_Information supplied:_

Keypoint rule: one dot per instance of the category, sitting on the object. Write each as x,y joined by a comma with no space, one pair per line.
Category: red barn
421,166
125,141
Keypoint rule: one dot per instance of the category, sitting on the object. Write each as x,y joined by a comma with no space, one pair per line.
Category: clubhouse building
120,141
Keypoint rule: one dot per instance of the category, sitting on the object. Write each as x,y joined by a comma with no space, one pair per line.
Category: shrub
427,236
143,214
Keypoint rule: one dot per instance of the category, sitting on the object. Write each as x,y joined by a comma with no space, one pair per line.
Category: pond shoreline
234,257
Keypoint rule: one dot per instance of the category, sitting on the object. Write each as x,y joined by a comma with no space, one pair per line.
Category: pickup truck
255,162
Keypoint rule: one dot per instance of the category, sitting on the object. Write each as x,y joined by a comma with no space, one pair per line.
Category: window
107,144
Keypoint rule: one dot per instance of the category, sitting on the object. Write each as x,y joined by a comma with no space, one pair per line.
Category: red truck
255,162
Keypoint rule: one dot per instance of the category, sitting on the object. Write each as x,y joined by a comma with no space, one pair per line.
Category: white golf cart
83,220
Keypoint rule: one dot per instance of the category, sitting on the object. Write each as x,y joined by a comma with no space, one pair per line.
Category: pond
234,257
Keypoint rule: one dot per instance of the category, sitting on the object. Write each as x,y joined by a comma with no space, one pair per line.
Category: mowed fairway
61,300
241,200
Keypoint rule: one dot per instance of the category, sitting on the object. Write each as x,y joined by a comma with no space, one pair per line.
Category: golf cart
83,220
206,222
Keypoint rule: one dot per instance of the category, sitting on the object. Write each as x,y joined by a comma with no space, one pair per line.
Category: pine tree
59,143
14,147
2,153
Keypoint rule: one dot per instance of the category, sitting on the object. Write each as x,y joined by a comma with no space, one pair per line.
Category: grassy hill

_Given task:_ Identify each line in the records above containing the string "golf", and copy those lines in full. Case counts.

_Task answer:_
Category: white golf cart
Category: golf cart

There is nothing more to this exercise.